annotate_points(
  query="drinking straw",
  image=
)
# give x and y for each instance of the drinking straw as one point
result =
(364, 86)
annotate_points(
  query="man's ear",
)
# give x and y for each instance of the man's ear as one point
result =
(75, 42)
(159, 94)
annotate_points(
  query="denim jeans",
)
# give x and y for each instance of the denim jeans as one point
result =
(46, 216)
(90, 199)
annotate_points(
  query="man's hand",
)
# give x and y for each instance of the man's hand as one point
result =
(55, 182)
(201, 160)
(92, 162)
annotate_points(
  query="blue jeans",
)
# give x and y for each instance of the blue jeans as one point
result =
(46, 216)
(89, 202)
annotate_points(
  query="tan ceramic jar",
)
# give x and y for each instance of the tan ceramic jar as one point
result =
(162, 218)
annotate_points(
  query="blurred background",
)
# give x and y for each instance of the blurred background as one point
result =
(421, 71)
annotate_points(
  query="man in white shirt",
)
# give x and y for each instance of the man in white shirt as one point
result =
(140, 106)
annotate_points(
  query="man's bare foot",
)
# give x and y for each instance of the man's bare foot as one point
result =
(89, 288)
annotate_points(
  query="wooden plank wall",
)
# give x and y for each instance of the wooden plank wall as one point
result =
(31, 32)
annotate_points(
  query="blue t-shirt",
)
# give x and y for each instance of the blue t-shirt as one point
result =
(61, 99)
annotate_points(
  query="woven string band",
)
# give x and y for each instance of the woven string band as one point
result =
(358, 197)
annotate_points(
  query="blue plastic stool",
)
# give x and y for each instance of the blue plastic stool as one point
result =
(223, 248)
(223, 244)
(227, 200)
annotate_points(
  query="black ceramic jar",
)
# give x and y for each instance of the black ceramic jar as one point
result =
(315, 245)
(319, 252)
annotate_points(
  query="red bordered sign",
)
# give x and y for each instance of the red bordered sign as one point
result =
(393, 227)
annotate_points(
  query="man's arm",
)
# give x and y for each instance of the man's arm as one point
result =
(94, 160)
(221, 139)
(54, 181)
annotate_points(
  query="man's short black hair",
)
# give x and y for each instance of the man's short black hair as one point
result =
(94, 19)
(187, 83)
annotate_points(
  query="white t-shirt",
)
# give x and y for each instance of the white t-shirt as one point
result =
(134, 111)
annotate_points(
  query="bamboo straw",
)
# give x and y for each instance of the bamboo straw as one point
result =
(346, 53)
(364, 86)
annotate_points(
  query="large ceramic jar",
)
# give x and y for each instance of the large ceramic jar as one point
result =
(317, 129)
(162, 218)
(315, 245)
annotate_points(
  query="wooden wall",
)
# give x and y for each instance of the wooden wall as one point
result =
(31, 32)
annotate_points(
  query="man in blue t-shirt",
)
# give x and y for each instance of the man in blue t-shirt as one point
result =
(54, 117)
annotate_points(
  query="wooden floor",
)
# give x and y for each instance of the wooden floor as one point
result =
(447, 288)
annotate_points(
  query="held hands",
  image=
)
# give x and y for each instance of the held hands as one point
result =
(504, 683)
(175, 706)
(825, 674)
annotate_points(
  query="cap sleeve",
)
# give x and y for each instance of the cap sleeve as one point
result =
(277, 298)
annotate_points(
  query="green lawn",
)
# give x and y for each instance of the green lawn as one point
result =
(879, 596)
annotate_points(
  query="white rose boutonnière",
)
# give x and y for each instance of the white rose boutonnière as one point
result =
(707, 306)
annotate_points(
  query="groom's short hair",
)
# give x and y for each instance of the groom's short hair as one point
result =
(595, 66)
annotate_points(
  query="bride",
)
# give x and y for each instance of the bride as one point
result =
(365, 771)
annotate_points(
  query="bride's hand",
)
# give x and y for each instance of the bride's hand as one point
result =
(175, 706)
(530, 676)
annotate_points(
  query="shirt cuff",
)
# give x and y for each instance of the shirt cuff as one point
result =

---*---

§ Required action:
Write the entries above out again. Match them exactly.

§ Solution for this exercise:
annotate_points(
  query="drinking straw",
  image=
)
# give x and y for each instance of the drinking straw as one point
result =
(364, 86)
annotate_points(
  query="man's ear",
)
# give x and y for each instance of the man's ear as one point
result =
(75, 42)
(159, 94)
annotate_points(
  query="denim jeans",
)
# give x and y for each instance of the denim jeans as one point
result =
(46, 216)
(90, 199)
annotate_points(
  query="man's hand",
)
# give x and y for each instance of the man's hand as one point
result =
(55, 182)
(201, 160)
(92, 162)
annotate_points(
  query="blue jeans",
)
# give x and y for each instance of the blue jeans as one point
result =
(46, 216)
(89, 202)
annotate_points(
  query="tan ceramic jar",
)
# give x and y for each instance of the tan ceramic jar as one point
result =
(162, 218)
annotate_points(
  query="blurred background",
)
# give x and y for each instance of the blurred background as one point
result =
(421, 71)
annotate_points(
  query="man in white shirt",
)
# give x and y for each instance of the man in white shirt as one point
result =
(140, 106)
annotate_points(
  query="man's bare foot",
)
# give x and y for each instance of the man's bare foot as one point
result =
(89, 288)
annotate_points(
  query="wooden plank wall",
)
# give x and y for each instance of the wooden plank wall as one point
result =
(31, 32)
annotate_points(
  query="blue t-shirt",
)
# give x and y for each instance of the blue t-shirt as one point
result =
(61, 99)
annotate_points(
  query="woven string band",
)
# give x and y for each instance of the woven string band as one point
result =
(358, 197)
annotate_points(
  query="blue plastic stool",
)
# give x and y for each instance of the blue plastic stool as one point
result =
(223, 248)
(223, 244)
(227, 200)
annotate_points(
  query="black ceramic jar",
)
# give x and y for each instance of the black ceramic jar as one point
result =
(315, 245)
(319, 252)
annotate_points(
  query="red bordered sign",
)
# give x and y for each instance of the red bordered sign as one point
result =
(393, 227)
annotate_points(
  query="man's arm",
)
# give x and y for each instance of the man's arm as one point
result =
(94, 160)
(221, 139)
(54, 181)
annotate_points(
  query="man's short black hair",
)
# give x and y for each instance of the man's short black hair as one point
result =
(94, 19)
(187, 83)
annotate_points(
  query="white t-shirt",
)
# give x and y for each instance of the white t-shirt as one point
result =
(134, 111)
annotate_points(
  query="bamboo straw",
)
# give x and y for each instance of the bamboo straw as one point
result =
(346, 53)
(364, 86)
annotate_points(
  query="large ceramic jar",
)
# give x and y for each instance of the large ceramic jar as one point
result =
(317, 129)
(162, 218)
(315, 245)
annotate_points(
  query="wooden wall",
)
# give x and y for each instance of the wooden wall as one point
result =
(31, 32)
annotate_points(
  query="man in blue t-shirt",
)
# give x and y for each instance of the man in blue t-shirt as one point
result =
(54, 117)
annotate_points(
  query="wooden floor",
)
# give x and y for each instance of the wooden floor as one point
result =
(447, 288)
annotate_points(
  query="held hands",
  image=
)
# give x and y for each instance of the held hands as one point
result =
(504, 683)
(175, 706)
(825, 674)
annotate_points(
  query="cap sleeve",
)
# give x and y for each instance of the cap sleeve as one point
result =
(277, 298)
annotate_points(
  query="green lawn",
)
# give x and y for each instance of the green lawn as one point
result =
(879, 596)
annotate_points(
  query="white rose boutonnière",
)
# give x and y for each instance of the white rose boutonnière as one point
result =
(707, 306)
annotate_points(
  query="groom's short hair",
)
# give x and y for each instance of the groom's short hair as one point
result =
(595, 66)
annotate_points(
  query="bride",
)
# give x and y for each instance of the bride as one point
result =
(365, 771)
annotate_points(
  query="bride's hand",
)
# give x and y for each instance of the bride's hand as one point
result =
(175, 706)
(530, 676)
annotate_points(
  query="shirt cuff",
)
# give x and y for each instance of the shirt cuff as one point
result =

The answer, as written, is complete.